COMPITI ASSEGNATI
- A) Copia senza modifiche il passo del testo sui consigli di sicurezza per i dispositivi IoT che va da "Di seguito i" a "lunga, meglio è!)".
- B) Continua il testo sui consigli di sicurezza per i dispositivi IoT, riprendendo subito dopo l'ultima frase riportata.

TESTO DEL DOCUMENTO
##########

Di seguito i suggerimenti di Kaspersky (azienda specializzata nella produzione di software per la sicurezza informatica) per tutelare noi e le nostre case:
- Cambiare nome e password del router, evitando di usare quelle predefinite/di fabbrica o il nostro nome o indirizzo
- scegliere password diverse per ogni IoT
- utilizzare password casuali complesse che contengano numeri, lettere e caratteri speciali (più la password è lunga, meglio è!)
- non usare reti Wi-Fi pubbliche con il proprio pc o smartphone a meno che l’accesso non sia possibile tramite VPN (Virtual Private Network) che consente di navigare in maniera protetta
- creare delle reti “guest” agli ospiti che vengono a trovarci a casa e per i dispositivi IoT. In questo modo, rimangono fuori dalla rete principale e con loro anche l’eventuale hacker che riuscisse a bucare uno dei sistemi di sicurezza dei nostri oggetti intelligenti
- accedere al Wi-Fi con un metodo crittografato robusto, come il WPA
- creare una protezione di altissimo livello per la propria rete di IoT impostando, ad esempio, l’autenticazione a due fattori prevedendo, magari l’uso di una chiavetta di sicurezza o di un tesserino d’accesso, oltre che una password da digitare
- in fase di acquisto, valutare anche il livello di sicurezza del dispositivo IoT oltre alle sue caratteristiche specifiche per fare ciò per cui è stato creato
- verificare le impostazioni di privacy impostate di default. Per esempio, verificare se gli oggetti a comando vocale possono registrare quello che diciamo e, se si tratta di oggetti che non useremo mai con questo tipo comando, disattivare il microfono
- valutare se ci sono dei dispositivi che non ha senso siano collegati in rete, perché questo collegamento non ci dà alcun valore aggiunto e, in questo caso, scollegarli dalla rete
- disattivare, ove prevista, la funzionalità Universal Plug and Play (UPnP) che ha lo scopo di far rilevare a un dispositivo la presenza di altri dispositivi sulla rete, che, però, non serve per gli IoT
- aggiornare firmware e software di ogni dispositivo andando a controllare di tanto in tanto sui siti del produttore per verificare che non ci siano stati degli aggiornamenti, in quanto non è detto che vengano inviati degli avvisi a chi ha acquistato il prodotto
- mettere il nostro sistema di sicurezza di casa (es. telecamere; apertura/chiusura delle porte) su una rete separata da quella dello smart speaker
- cambiare la parola/comando vocale per attivare lo smart speaker, onde evitare che venga utilizzato da altri al nostro posto per, ad esempio, aprire la porta dicendo semplicemente “Alexa apri la porta”

##########

RECORD FORNITI
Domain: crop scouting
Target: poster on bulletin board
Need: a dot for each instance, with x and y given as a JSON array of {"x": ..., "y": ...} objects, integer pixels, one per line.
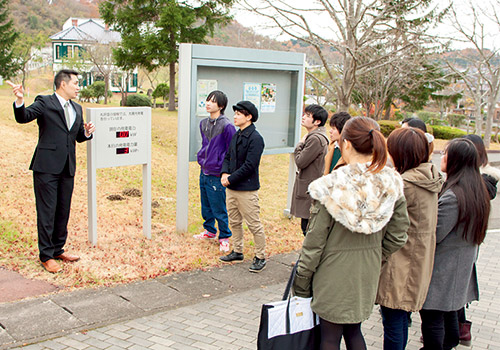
[
  {"x": 203, "y": 88},
  {"x": 251, "y": 92},
  {"x": 268, "y": 98}
]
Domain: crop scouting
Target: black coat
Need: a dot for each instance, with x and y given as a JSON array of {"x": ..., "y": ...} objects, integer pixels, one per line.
[
  {"x": 243, "y": 158},
  {"x": 56, "y": 143}
]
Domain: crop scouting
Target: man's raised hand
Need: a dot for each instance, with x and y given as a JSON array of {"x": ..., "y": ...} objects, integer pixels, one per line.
[{"x": 17, "y": 89}]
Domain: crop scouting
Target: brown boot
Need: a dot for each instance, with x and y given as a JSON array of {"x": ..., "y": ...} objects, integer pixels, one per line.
[{"x": 465, "y": 336}]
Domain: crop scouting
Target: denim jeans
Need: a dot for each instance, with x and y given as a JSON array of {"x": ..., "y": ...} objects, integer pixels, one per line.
[
  {"x": 213, "y": 205},
  {"x": 439, "y": 329},
  {"x": 395, "y": 328}
]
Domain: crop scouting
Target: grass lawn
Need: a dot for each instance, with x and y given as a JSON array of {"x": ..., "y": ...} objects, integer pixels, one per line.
[{"x": 123, "y": 254}]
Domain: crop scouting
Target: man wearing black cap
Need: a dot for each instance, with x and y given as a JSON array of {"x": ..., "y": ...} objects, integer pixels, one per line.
[{"x": 240, "y": 175}]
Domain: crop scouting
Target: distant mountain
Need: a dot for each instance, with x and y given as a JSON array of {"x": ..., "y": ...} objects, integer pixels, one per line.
[{"x": 48, "y": 16}]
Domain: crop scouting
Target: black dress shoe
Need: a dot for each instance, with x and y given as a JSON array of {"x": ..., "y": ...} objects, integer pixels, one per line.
[
  {"x": 258, "y": 265},
  {"x": 233, "y": 256}
]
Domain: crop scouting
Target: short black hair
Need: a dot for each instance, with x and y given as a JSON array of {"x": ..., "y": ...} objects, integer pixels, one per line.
[
  {"x": 220, "y": 98},
  {"x": 318, "y": 113},
  {"x": 339, "y": 119},
  {"x": 64, "y": 74}
]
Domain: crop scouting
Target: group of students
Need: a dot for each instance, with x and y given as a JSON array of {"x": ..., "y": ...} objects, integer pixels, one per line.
[
  {"x": 229, "y": 178},
  {"x": 385, "y": 228},
  {"x": 381, "y": 224}
]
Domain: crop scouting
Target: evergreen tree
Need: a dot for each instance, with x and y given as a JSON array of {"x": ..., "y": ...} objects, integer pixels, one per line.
[
  {"x": 152, "y": 30},
  {"x": 8, "y": 35}
]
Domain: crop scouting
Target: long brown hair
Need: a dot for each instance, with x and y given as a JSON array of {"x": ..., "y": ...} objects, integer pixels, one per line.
[
  {"x": 408, "y": 148},
  {"x": 366, "y": 138},
  {"x": 464, "y": 179}
]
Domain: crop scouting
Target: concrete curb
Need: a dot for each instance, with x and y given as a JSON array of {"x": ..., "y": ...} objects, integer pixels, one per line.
[{"x": 35, "y": 320}]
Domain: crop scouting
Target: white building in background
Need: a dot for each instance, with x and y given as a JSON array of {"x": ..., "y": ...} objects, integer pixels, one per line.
[{"x": 69, "y": 43}]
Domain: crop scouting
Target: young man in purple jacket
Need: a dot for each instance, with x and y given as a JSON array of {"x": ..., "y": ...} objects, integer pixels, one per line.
[{"x": 216, "y": 133}]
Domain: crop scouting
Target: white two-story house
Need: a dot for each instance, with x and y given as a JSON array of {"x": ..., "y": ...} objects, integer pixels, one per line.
[{"x": 68, "y": 45}]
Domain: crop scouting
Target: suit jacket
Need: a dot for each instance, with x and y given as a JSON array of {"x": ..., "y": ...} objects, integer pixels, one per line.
[{"x": 56, "y": 144}]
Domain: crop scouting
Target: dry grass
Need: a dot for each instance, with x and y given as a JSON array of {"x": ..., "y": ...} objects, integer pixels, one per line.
[{"x": 123, "y": 254}]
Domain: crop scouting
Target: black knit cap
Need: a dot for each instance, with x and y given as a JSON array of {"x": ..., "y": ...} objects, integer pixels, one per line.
[{"x": 249, "y": 107}]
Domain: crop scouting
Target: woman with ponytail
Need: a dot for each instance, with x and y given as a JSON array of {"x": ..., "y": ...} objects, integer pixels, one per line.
[
  {"x": 358, "y": 218},
  {"x": 463, "y": 211}
]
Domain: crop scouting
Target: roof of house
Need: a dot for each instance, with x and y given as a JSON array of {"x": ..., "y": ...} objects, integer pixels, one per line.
[{"x": 89, "y": 29}]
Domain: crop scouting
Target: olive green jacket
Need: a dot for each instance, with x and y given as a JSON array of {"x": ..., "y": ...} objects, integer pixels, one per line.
[
  {"x": 357, "y": 218},
  {"x": 405, "y": 277}
]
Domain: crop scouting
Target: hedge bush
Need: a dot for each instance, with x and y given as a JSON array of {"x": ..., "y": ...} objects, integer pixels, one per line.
[
  {"x": 447, "y": 132},
  {"x": 138, "y": 101},
  {"x": 387, "y": 126},
  {"x": 427, "y": 116}
]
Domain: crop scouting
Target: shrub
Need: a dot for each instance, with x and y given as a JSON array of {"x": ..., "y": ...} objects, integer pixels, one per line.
[
  {"x": 447, "y": 132},
  {"x": 456, "y": 119},
  {"x": 85, "y": 94},
  {"x": 98, "y": 90},
  {"x": 388, "y": 126},
  {"x": 437, "y": 121},
  {"x": 426, "y": 116},
  {"x": 162, "y": 90},
  {"x": 138, "y": 100}
]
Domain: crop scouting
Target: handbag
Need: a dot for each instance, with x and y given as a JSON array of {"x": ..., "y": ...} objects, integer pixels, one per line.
[{"x": 289, "y": 324}]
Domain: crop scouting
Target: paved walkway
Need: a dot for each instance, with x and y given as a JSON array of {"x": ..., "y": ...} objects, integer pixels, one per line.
[
  {"x": 215, "y": 309},
  {"x": 231, "y": 322}
]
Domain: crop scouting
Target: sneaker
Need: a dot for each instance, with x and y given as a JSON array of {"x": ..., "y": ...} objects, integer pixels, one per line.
[
  {"x": 233, "y": 256},
  {"x": 224, "y": 245},
  {"x": 205, "y": 235},
  {"x": 258, "y": 265}
]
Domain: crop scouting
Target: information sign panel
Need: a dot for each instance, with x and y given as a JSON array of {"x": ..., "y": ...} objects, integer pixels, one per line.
[{"x": 123, "y": 136}]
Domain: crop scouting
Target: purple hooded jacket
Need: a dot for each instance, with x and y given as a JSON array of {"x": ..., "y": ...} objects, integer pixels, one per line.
[{"x": 216, "y": 135}]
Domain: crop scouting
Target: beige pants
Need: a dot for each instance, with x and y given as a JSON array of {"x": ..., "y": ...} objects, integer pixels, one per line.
[{"x": 245, "y": 205}]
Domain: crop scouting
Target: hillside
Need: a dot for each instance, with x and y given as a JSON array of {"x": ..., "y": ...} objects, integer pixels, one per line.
[
  {"x": 48, "y": 16},
  {"x": 35, "y": 16}
]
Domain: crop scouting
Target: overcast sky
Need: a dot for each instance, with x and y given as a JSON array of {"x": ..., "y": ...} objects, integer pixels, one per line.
[{"x": 324, "y": 25}]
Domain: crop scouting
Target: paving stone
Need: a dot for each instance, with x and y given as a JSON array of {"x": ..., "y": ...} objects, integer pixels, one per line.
[
  {"x": 83, "y": 305},
  {"x": 35, "y": 318},
  {"x": 159, "y": 340}
]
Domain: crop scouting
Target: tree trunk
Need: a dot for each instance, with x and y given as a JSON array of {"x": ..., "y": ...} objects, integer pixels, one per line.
[
  {"x": 387, "y": 115},
  {"x": 106, "y": 87},
  {"x": 171, "y": 97}
]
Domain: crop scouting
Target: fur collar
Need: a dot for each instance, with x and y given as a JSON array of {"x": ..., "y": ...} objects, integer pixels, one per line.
[{"x": 360, "y": 200}]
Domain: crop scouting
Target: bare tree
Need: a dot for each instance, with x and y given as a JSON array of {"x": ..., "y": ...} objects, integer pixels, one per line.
[
  {"x": 352, "y": 27},
  {"x": 100, "y": 55},
  {"x": 482, "y": 77}
]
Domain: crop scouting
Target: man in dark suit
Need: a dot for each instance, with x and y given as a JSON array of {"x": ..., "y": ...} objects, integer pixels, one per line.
[{"x": 60, "y": 124}]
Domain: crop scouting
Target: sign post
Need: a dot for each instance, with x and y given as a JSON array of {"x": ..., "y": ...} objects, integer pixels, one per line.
[{"x": 122, "y": 137}]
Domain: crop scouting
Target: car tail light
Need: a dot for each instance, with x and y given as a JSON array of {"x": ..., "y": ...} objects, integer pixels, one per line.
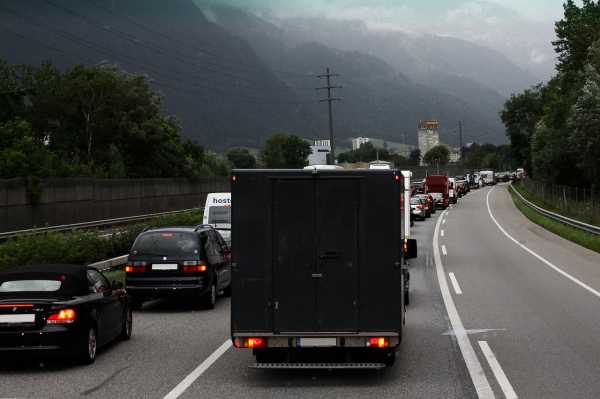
[
  {"x": 251, "y": 343},
  {"x": 135, "y": 267},
  {"x": 64, "y": 316},
  {"x": 378, "y": 342},
  {"x": 18, "y": 306},
  {"x": 193, "y": 267}
]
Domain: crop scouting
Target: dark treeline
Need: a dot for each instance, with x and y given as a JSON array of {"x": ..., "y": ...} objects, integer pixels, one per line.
[
  {"x": 554, "y": 128},
  {"x": 91, "y": 121}
]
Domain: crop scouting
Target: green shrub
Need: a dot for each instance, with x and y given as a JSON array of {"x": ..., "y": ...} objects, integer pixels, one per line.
[{"x": 83, "y": 246}]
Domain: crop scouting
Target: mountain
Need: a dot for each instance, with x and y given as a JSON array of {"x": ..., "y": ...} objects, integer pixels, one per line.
[
  {"x": 379, "y": 98},
  {"x": 210, "y": 79},
  {"x": 233, "y": 78}
]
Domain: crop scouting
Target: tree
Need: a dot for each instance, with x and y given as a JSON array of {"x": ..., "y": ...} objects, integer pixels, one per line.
[
  {"x": 585, "y": 121},
  {"x": 91, "y": 121},
  {"x": 579, "y": 28},
  {"x": 438, "y": 155},
  {"x": 284, "y": 151},
  {"x": 241, "y": 158},
  {"x": 520, "y": 115},
  {"x": 415, "y": 157}
]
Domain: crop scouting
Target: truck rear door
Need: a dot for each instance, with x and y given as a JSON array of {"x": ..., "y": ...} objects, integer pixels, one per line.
[{"x": 315, "y": 259}]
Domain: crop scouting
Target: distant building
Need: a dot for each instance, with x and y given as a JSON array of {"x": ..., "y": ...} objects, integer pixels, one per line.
[
  {"x": 454, "y": 154},
  {"x": 318, "y": 152},
  {"x": 322, "y": 143},
  {"x": 429, "y": 136},
  {"x": 357, "y": 142}
]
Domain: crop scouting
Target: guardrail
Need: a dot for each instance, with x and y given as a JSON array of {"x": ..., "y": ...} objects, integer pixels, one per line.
[
  {"x": 93, "y": 224},
  {"x": 558, "y": 217},
  {"x": 110, "y": 264}
]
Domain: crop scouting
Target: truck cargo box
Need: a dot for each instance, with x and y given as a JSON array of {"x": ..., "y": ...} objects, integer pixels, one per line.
[{"x": 318, "y": 253}]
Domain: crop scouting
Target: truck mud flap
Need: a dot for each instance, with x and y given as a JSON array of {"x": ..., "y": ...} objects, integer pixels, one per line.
[{"x": 317, "y": 366}]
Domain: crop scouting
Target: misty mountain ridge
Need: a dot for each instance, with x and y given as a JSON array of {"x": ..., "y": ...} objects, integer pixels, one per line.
[{"x": 233, "y": 78}]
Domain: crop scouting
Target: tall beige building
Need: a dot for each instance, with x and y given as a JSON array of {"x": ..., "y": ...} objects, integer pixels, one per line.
[{"x": 429, "y": 136}]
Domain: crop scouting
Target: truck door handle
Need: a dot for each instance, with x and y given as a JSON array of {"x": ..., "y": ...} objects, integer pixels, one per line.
[{"x": 329, "y": 256}]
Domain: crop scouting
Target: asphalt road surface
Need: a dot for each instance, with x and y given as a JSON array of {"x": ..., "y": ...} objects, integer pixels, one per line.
[{"x": 499, "y": 308}]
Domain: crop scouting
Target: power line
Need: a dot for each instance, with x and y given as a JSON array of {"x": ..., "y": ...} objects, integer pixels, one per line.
[{"x": 330, "y": 100}]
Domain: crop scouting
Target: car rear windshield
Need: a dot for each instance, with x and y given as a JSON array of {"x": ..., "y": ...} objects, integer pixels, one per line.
[
  {"x": 166, "y": 243},
  {"x": 30, "y": 286},
  {"x": 219, "y": 215}
]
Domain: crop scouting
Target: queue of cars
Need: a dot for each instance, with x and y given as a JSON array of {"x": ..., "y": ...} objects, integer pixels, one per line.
[
  {"x": 70, "y": 311},
  {"x": 438, "y": 192}
]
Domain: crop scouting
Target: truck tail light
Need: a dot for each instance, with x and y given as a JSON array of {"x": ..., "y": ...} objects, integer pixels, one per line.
[
  {"x": 251, "y": 343},
  {"x": 64, "y": 316},
  {"x": 378, "y": 342},
  {"x": 135, "y": 267},
  {"x": 193, "y": 267}
]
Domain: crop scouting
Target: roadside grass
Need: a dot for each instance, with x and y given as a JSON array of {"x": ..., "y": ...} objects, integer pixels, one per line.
[
  {"x": 584, "y": 216},
  {"x": 82, "y": 246},
  {"x": 577, "y": 236}
]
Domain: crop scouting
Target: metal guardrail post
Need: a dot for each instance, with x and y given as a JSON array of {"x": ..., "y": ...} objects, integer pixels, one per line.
[
  {"x": 93, "y": 224},
  {"x": 557, "y": 217}
]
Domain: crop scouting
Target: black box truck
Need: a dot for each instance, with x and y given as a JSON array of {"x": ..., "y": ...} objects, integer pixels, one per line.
[{"x": 318, "y": 267}]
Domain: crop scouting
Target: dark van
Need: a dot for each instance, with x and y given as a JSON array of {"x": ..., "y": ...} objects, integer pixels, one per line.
[{"x": 182, "y": 261}]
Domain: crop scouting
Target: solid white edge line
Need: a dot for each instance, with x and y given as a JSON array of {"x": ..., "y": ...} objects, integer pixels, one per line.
[
  {"x": 503, "y": 381},
  {"x": 194, "y": 375},
  {"x": 478, "y": 377},
  {"x": 540, "y": 258},
  {"x": 455, "y": 284}
]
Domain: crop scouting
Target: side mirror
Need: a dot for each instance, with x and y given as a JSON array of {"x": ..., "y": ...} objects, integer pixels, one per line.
[{"x": 410, "y": 249}]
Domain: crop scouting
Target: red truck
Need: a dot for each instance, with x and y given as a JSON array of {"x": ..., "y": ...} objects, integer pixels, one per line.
[{"x": 439, "y": 184}]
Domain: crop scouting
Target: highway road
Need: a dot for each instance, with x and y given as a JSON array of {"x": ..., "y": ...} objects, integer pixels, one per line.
[{"x": 499, "y": 308}]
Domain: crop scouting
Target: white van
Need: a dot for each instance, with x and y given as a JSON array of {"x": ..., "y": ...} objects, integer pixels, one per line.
[
  {"x": 488, "y": 177},
  {"x": 452, "y": 190},
  {"x": 217, "y": 212}
]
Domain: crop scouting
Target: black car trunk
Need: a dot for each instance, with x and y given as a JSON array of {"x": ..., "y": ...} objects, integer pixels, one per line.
[{"x": 26, "y": 315}]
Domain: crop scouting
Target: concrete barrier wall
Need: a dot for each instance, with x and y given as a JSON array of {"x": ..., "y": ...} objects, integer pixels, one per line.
[{"x": 66, "y": 201}]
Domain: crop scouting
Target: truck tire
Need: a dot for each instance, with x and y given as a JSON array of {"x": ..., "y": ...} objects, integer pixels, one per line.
[
  {"x": 389, "y": 358},
  {"x": 210, "y": 298}
]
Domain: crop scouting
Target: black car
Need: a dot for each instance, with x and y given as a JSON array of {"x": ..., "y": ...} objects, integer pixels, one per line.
[
  {"x": 179, "y": 261},
  {"x": 62, "y": 310}
]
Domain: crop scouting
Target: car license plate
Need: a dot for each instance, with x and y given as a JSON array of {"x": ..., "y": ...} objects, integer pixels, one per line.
[
  {"x": 166, "y": 266},
  {"x": 317, "y": 342},
  {"x": 17, "y": 318}
]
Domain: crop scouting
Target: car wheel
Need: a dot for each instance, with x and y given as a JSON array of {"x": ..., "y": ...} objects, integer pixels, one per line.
[
  {"x": 127, "y": 328},
  {"x": 210, "y": 298},
  {"x": 227, "y": 291},
  {"x": 88, "y": 347},
  {"x": 136, "y": 303},
  {"x": 389, "y": 358}
]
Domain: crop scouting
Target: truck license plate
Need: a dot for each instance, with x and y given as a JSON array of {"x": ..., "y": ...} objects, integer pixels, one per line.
[
  {"x": 317, "y": 342},
  {"x": 17, "y": 318}
]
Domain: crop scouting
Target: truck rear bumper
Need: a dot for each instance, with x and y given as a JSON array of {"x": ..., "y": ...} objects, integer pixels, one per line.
[
  {"x": 317, "y": 366},
  {"x": 361, "y": 340}
]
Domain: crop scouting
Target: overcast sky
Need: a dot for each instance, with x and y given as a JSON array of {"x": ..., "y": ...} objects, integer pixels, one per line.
[{"x": 521, "y": 29}]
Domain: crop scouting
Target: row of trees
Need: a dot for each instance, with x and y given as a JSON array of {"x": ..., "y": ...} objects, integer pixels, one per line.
[
  {"x": 91, "y": 121},
  {"x": 555, "y": 128}
]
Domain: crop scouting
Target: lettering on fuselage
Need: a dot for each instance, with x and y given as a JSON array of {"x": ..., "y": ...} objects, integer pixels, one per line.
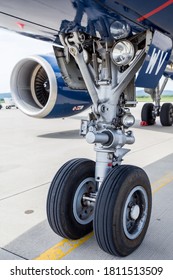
[{"x": 157, "y": 58}]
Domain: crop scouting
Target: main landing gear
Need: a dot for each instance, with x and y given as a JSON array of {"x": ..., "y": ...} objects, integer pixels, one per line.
[
  {"x": 113, "y": 199},
  {"x": 151, "y": 111}
]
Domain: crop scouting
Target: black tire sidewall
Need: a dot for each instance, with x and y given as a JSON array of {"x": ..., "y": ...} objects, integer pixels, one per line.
[{"x": 127, "y": 186}]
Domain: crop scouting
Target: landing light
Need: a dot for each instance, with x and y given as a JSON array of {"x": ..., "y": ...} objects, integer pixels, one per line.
[{"x": 122, "y": 53}]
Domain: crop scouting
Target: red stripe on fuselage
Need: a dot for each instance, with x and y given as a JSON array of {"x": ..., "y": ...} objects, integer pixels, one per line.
[{"x": 155, "y": 11}]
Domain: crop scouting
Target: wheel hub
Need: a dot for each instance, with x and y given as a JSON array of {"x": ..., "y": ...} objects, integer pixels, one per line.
[
  {"x": 83, "y": 212},
  {"x": 135, "y": 211}
]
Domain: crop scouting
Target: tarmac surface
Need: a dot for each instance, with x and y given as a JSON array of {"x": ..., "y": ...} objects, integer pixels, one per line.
[{"x": 31, "y": 152}]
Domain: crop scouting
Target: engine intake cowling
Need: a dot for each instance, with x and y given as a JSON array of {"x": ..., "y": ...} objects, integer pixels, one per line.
[{"x": 39, "y": 90}]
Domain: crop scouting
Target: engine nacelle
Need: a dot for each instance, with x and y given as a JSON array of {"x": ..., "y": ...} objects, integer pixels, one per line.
[{"x": 39, "y": 90}]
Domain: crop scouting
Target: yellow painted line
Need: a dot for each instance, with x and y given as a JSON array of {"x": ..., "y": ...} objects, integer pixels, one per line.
[{"x": 65, "y": 246}]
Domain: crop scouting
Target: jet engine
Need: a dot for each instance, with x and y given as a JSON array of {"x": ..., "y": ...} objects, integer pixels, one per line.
[{"x": 39, "y": 90}]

##########

RISPOSTE ATTESE
- A)
Di seguito i suggerimenti di Kaspersky (azienda specializzata nella produzione di software per la sicurezza informatica) per tutelare noi e le nostre case:
- Cambiare nome e password del router, evitando di usare quelle predefinite/di fabbrica o il nostro nome o indirizzo
- scegliere password diverse per ogni IoT
- utilizzare password casuali complesse che contengano numeri, lettere e caratteri speciali (più la password è lunga, meglio è!)

- B)
- tenere l’accesso al conto bancario ben separato dai dispositivi IoT
- verificare dove sono memorizzati e con quale scopo i dati archiviati dagli smart speaker per capire come cancellarli se non si vuole vengano archiviati. Con Alexa basta accedere alla App, entrare nella cronologia e cancellare. Con quello di Google, invece, basta accedere al proprio account Google ed eliminarle da lì. L’ideale sarebbe di cancellarle tutte periodicamente
- verificare se la smart TV archivia informazioni su quello che guardiamo, in che orari ecc. L’ideale è disattivare tale archiviazione e isolare la TV su una rete propria
- coprire la webcam del proprio pc/portatile/tablet con un adesivo o, meglio, una “webcam cover” in modo da impedire che qualcuno possa spiarci proprio attraverso la webcam.
L’obiettivo di questo post non è assolutamente quello di fare terrorismo o farti iniziare a pensare che ci sia qualcuno lì che ti spia e non sentirti più sicura/o all’interno delle mura di casa. Assolutamente no! Il mio scopo è solo quello di portare la tua attenzione su un aspetto che non va sottovalutato, perché gli usi e la portata delle informazioni che ci riguardano sono davvero molto ampi ed è bene esserne consapevoli.
Spero davvero che questo post possa esserti utile. A presto!